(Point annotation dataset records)
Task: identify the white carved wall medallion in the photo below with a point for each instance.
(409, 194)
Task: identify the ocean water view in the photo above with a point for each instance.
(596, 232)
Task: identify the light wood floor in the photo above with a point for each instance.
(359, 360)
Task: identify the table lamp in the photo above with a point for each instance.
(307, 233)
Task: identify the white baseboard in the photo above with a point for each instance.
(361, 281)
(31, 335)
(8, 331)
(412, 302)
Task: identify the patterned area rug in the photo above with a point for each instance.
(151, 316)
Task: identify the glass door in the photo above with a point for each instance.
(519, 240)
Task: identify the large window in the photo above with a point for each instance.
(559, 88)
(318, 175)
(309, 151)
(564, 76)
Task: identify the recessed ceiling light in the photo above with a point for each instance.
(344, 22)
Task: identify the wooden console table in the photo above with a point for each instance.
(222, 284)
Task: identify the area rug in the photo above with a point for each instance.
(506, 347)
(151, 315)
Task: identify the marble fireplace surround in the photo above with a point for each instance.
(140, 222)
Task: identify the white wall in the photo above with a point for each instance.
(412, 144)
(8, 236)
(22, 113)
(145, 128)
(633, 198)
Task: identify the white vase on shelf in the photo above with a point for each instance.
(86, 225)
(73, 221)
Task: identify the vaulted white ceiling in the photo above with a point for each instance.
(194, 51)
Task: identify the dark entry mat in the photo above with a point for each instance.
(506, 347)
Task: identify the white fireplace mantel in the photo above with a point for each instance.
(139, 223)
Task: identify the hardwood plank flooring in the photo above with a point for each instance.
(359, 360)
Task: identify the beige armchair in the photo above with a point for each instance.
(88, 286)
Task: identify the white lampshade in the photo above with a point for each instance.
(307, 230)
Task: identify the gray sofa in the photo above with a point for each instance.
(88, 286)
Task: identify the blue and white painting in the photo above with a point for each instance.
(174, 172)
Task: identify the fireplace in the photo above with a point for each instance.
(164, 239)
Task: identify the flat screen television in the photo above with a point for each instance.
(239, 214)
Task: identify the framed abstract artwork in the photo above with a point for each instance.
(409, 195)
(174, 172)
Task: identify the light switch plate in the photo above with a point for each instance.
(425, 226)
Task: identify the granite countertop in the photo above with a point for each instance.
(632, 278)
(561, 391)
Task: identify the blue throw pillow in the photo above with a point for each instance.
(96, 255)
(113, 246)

_Requirements_:
Write out all the entries exactly.

_Correct result_:
Task: identify the white carved wall medallion in the photo below with a point for each instance.
(409, 194)
Task: identify the ocean water view in the photo above with a point for each instance.
(596, 232)
Task: identify the light wood floor in the photo above with a point for each instance.
(359, 360)
Task: identify the table lamp in the photo above with a point for each instance.
(307, 233)
Task: identify the white baseboard in the photo above with a point for each instance.
(361, 281)
(31, 335)
(8, 331)
(412, 302)
Task: identify the patterned area rug in the photo above with a point for each instance.
(151, 316)
Task: identify the glass door in the photo above with a point for each instance.
(519, 240)
Task: identify the large window in the photo above with a point for each instance.
(559, 88)
(318, 175)
(309, 151)
(564, 76)
Task: identify the recessed ceiling light in the photo above with a point for each instance.
(344, 22)
Task: identify the wooden console table in the photo above with a point for each instance.
(222, 284)
Task: identify the area rug in the photo above with a point for each instance.
(506, 347)
(151, 315)
Task: identify the marble fireplace surround in the photo above with a point for each instance.
(140, 222)
Task: identify the white wall in the photo above with a point for each instance.
(412, 144)
(8, 236)
(22, 113)
(145, 128)
(633, 198)
Task: identify the white vase on shelf in the photo above with a point for each instance.
(86, 225)
(73, 221)
Task: identify the vaulted white ceiling in the photo above with a point for each instance.
(194, 51)
Task: identify the dark entry mat in the photo above with a point for each instance.
(506, 347)
Task: identify the white fireplace mantel in the photo above with a point for each instance.
(139, 223)
Task: identify the hardwood plank flooring in the photo above with a point for each instance.
(359, 360)
Task: identify the beige armchair in the photo above with a point for each instance.
(88, 286)
Task: identify the white lampshade in the photo above with a point for each instance.
(307, 230)
Task: identify the gray sofa in the photo above with a point for each instance.
(88, 286)
Task: identify the blue and white painting in the photo above with a point for each instance.
(174, 172)
Task: identify the fireplace in the photo above with a point for each instance.
(164, 239)
Task: identify the flat screen television in the photo above with a point for each instance.
(239, 214)
Task: identify the framed abstract artwork in the photo above with a point for each instance.
(409, 195)
(174, 172)
Task: identify the light switch plate in the photo above with a point for each instance.
(425, 226)
Task: identify the granite countertop in the photo above with a point for each instance.
(632, 278)
(561, 391)
Task: identify the blue throw pillow in the photo above with a point for each instance.
(96, 255)
(113, 246)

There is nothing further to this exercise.